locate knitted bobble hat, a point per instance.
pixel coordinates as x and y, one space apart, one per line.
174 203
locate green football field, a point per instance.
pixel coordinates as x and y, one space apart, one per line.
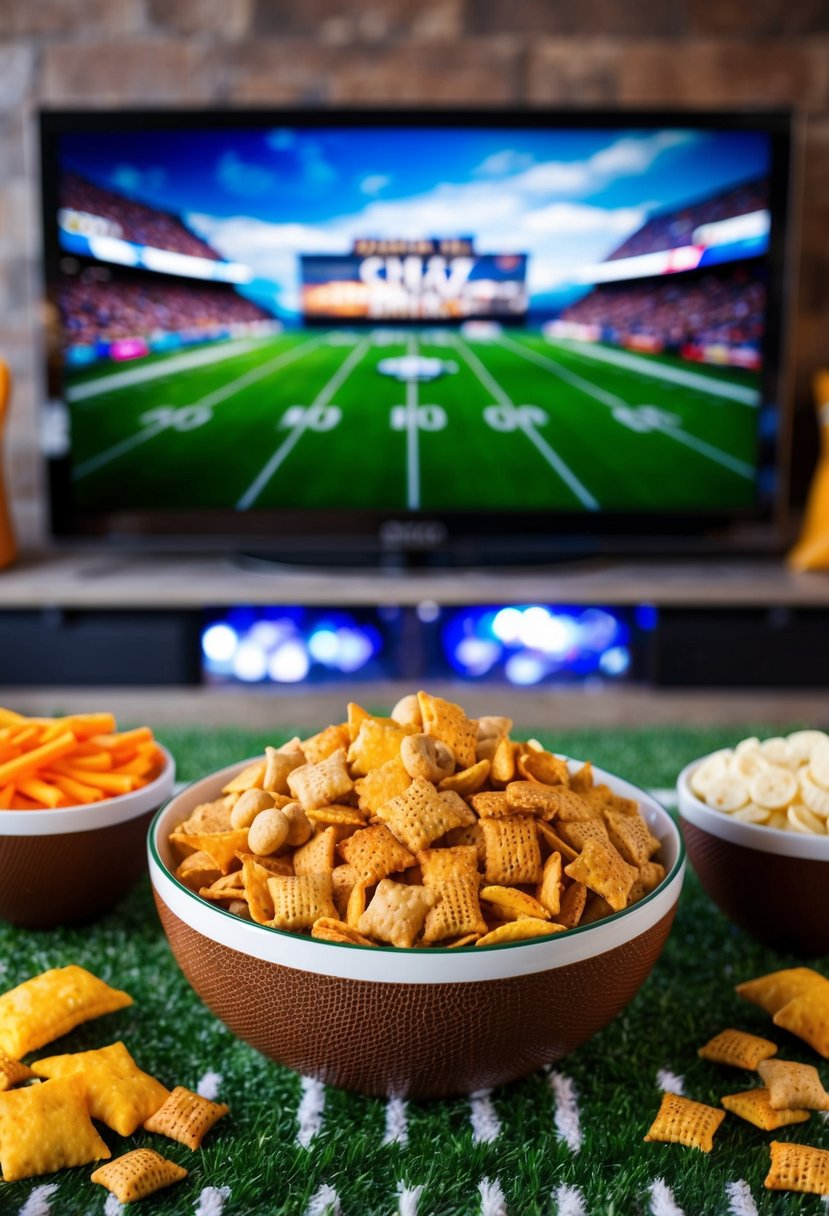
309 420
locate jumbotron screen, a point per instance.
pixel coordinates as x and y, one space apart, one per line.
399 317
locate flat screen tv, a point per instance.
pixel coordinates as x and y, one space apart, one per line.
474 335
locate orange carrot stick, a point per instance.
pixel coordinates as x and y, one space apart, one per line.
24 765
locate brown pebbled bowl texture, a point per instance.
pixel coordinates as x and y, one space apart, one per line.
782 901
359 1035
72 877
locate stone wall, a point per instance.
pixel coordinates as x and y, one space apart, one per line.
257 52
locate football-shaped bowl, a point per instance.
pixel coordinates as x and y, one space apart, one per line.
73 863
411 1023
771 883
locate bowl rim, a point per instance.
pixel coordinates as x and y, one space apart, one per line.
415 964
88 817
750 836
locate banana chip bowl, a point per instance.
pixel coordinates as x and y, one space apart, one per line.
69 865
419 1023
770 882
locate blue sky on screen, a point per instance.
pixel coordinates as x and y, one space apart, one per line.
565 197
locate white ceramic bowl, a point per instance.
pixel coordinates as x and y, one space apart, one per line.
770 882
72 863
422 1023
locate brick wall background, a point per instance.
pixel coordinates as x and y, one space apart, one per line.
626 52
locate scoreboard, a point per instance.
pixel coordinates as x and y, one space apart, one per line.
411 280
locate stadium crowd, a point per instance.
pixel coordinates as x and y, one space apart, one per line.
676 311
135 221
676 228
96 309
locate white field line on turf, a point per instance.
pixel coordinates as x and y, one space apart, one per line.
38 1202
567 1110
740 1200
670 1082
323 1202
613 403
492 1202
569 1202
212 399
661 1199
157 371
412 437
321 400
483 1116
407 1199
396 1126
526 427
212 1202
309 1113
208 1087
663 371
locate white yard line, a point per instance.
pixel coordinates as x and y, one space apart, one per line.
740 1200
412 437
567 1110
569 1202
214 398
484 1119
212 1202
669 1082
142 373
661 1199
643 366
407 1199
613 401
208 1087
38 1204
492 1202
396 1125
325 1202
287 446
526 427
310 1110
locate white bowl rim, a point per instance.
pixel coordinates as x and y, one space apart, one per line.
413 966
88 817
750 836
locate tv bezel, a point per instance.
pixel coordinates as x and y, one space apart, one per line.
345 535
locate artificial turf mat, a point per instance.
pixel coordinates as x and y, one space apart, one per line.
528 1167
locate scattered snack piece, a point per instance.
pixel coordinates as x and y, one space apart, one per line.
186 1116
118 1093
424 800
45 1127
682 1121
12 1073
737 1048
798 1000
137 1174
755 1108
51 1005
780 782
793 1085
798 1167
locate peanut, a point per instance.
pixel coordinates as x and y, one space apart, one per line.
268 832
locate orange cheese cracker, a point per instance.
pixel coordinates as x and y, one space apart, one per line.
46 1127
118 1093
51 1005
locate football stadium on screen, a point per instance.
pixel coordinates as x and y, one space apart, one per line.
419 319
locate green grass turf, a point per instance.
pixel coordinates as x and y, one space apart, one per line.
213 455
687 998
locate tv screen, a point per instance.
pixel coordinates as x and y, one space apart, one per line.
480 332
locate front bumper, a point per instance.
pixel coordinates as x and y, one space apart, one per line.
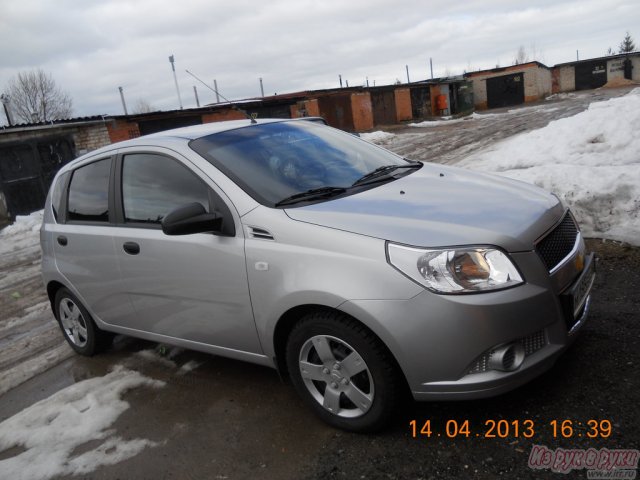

------

* [Exercise objective]
All of the records need repeating exactly, except for the pictures.

* [Expected answer]
locate knitted bobble hat, a point per instance.
pixel coordinates as x and y, one space apart, one per line.
174 203
locate green football field, a point per instance.
pixel coordinates as x and y, one space apart, one per line.
309 420
locate jumbotron screen, a point per instance.
pixel coordinates as x and y, one space apart, one per line.
399 317
locate flat screen tv, a point per instance.
pixel coordinates as x and y, one space apart, one per line.
474 335
locate orange carrot stick, a point per instance.
pixel coordinates as x and y, one space apart, one per line.
24 765
locate brown pebbled bowl texture, a point per instance.
pixel coordinates as x and y, one space apart, one per line.
782 901
359 1035
72 877
locate stone wall, a point per instance.
pixel coordinates as x and y, one space apart, one per line.
257 52
locate football-shaped bowl, a point per instance.
pixel coordinates as x and y, one space apart, one per line.
73 863
411 1023
771 883
locate bowl rim, a point per instance.
pixel coordinates as x and y, one space apart, one per line.
415 964
88 817
750 836
locate banana chip bowl, a point per instance.
pixel coordinates as x and y, one space apart, one per line.
69 865
419 1023
770 882
locate blue sky on screen, a point per instance.
pixel coordinates as x and y, one space apart, one per line.
565 197
locate white ceramic bowl, a point per instance.
pixel coordinates as x and y, one space apart, one per line.
770 882
72 863
422 1023
locate brick wall background, a point per instance.
pixel coordinates as x and y, one space apart, one per line.
626 52
locate scoreboard, a point per instance.
pixel coordinates as x and y, one space apart, one per line.
411 280
locate stadium crowd, a point per instance.
pixel coordinates as x and y, one space apart, one per line.
676 311
135 221
676 228
96 309
locate white field line on turf, a point per instance.
pixel coordinates as x and y, one space apart, one per line.
38 1202
567 1110
740 1200
670 1082
323 1202
613 403
492 1202
569 1202
212 399
661 1199
157 371
412 437
321 400
483 1116
407 1199
396 1126
526 427
212 1202
309 1113
208 1087
663 371
locate white yard line, a point per instance.
pixel coordinates as x and y, one space apart, one per line.
740 1200
412 437
567 1110
569 1202
214 398
484 1119
212 1202
669 1082
142 373
661 1199
643 366
407 1199
613 401
208 1087
38 1204
492 1202
396 1125
325 1202
287 446
526 427
310 1110
locate white bowl rim, a point per instance.
pixel coordinates as x and y, one space apart, one per line.
413 966
88 817
750 836
locate tv bezel, a point per instance.
pixel coordinates as x and y, one space apart, one per line.
345 535
locate artificial turf mat, a point per instance.
pixel coordinates as x and y, one space apart, one per line.
528 1167
locate scattered snack piece, a point per instance.
pixel coordinates as x and y, one space apart, one per line.
186 1116
118 1093
424 800
45 1127
682 1121
12 1073
737 1048
798 1000
137 1174
755 1108
51 1005
780 782
793 1085
798 1167
locate peanut, a point per instance.
pixel coordinates as x and y, one space apart, one per line.
268 832
locate orange cheese cracker, a point per instance.
pixel coordinates as x and y, one space apart, one per line.
46 1127
118 1093
51 1005
locate football stadium on screen, a point per instance.
pixel coordinates as x and y, one space apart, one per line.
419 319
locate green grass turf, a point per instance.
pixel coordinates as x and y, one space apart, one per line.
213 455
687 998
locate tv screen, a point per instance.
pixel coordinates as x and y, one space apart, one per line.
480 332
locate front bumper, a point per instance.
pixel coordinates as x and y, one space apart, one per line.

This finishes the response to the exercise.